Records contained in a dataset
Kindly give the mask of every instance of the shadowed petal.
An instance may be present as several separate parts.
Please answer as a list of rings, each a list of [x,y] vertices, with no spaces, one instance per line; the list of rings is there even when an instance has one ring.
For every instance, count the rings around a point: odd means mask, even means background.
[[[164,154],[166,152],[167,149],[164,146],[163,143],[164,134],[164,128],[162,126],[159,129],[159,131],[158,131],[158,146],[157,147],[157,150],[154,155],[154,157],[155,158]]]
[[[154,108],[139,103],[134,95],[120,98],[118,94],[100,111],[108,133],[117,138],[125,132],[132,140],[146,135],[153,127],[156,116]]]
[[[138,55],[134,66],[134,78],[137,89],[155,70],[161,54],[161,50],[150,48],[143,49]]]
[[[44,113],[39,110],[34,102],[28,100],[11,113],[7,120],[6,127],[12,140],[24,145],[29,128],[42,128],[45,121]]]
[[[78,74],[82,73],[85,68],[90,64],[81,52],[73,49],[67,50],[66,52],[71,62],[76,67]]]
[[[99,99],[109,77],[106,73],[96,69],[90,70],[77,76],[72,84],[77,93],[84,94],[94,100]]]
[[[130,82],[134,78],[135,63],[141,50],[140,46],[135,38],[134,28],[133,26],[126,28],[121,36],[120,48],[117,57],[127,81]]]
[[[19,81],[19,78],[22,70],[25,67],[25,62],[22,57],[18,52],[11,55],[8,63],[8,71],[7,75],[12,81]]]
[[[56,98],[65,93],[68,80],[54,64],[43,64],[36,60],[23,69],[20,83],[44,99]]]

STATED TASK
Copy out every line of the records above word for word.

TASK OUTPUT
Kindly give the mask of every instance of the shadowed petal.
An instance may be present as several separate parts.
Please answer as a list of rings, each a list of [x,y] vertices, with no spaces, one instance per line; the list of rings is there even when an instance has one ring.
For every instance, count the rings around a point: odd means mask, even means background.
[[[164,154],[166,152],[167,149],[164,146],[163,143],[164,134],[164,128],[162,126],[159,129],[159,131],[158,131],[158,146],[157,147],[157,150],[154,155],[154,157],[155,158]]]
[[[154,108],[139,103],[134,95],[120,98],[118,94],[100,111],[108,133],[117,138],[125,132],[132,140],[146,135],[153,127],[156,116]]]
[[[138,55],[134,66],[134,78],[137,89],[155,70],[161,54],[161,50],[150,48],[143,49]]]
[[[44,113],[39,110],[34,102],[28,100],[11,113],[7,120],[6,127],[12,140],[24,145],[29,128],[42,128],[45,121]]]
[[[78,74],[82,73],[85,68],[90,64],[81,52],[73,49],[67,50],[66,52],[71,62],[76,67]]]
[[[99,99],[109,77],[106,73],[96,69],[90,70],[77,76],[72,84],[77,93],[84,94],[94,100]]]
[[[130,82],[134,78],[135,63],[141,50],[140,46],[135,38],[134,28],[133,26],[126,28],[121,36],[120,48],[117,57],[127,81]]]
[[[19,81],[19,78],[22,70],[25,67],[25,62],[22,57],[18,52],[11,55],[8,63],[8,71],[7,75],[12,81]]]
[[[56,98],[65,93],[68,80],[54,64],[43,64],[36,60],[23,69],[20,83],[44,99]]]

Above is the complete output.